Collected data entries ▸
--

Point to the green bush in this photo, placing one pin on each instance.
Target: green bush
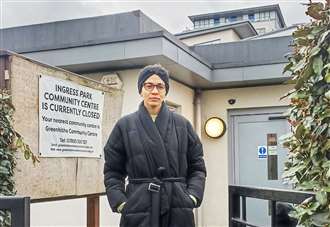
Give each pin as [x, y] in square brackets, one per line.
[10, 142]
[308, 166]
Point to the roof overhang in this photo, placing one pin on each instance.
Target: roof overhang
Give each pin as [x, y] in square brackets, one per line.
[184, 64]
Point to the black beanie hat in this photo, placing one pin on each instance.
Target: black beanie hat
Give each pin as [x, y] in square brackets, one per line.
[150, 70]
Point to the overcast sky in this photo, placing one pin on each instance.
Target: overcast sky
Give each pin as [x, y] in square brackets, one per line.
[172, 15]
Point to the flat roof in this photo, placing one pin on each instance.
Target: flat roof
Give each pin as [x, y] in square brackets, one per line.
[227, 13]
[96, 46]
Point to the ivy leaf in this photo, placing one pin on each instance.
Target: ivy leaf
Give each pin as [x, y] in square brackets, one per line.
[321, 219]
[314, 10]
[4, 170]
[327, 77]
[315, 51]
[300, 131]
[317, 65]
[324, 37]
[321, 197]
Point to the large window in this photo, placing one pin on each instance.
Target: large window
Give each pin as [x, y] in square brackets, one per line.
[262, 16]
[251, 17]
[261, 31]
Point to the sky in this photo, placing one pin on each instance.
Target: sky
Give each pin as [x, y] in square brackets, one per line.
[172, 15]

--

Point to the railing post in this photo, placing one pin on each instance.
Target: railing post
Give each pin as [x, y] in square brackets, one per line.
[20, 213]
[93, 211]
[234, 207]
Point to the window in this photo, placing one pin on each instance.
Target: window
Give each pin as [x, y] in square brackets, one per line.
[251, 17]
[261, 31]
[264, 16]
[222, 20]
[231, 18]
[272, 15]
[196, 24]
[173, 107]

--

Nothing but a number should be given: the number of lines in the records that contain the word "instance".

10